▶ **LISTED RECORDS**:

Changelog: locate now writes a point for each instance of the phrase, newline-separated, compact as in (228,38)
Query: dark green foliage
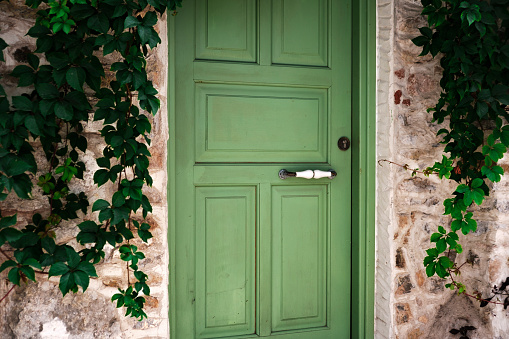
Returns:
(53,112)
(473,41)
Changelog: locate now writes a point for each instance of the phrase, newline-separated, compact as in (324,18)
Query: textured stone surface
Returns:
(407,303)
(410,208)
(39,311)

▶ **WORK REQUIRED**:
Copy each entry exactly as written. Pictures do not belong in the copy.

▶ **PROBLEM SOLUTION**:
Changelog: locate now writes a point for each instance of the phrase, newline-separated, compact as in (228,38)
Query: dark green foliage
Returns:
(53,112)
(473,41)
Changelog: locate now writes a point for each instance of the phrase, newline-separated, compact as in (324,18)
Query: textured stone surface
Returns:
(407,303)
(410,208)
(39,311)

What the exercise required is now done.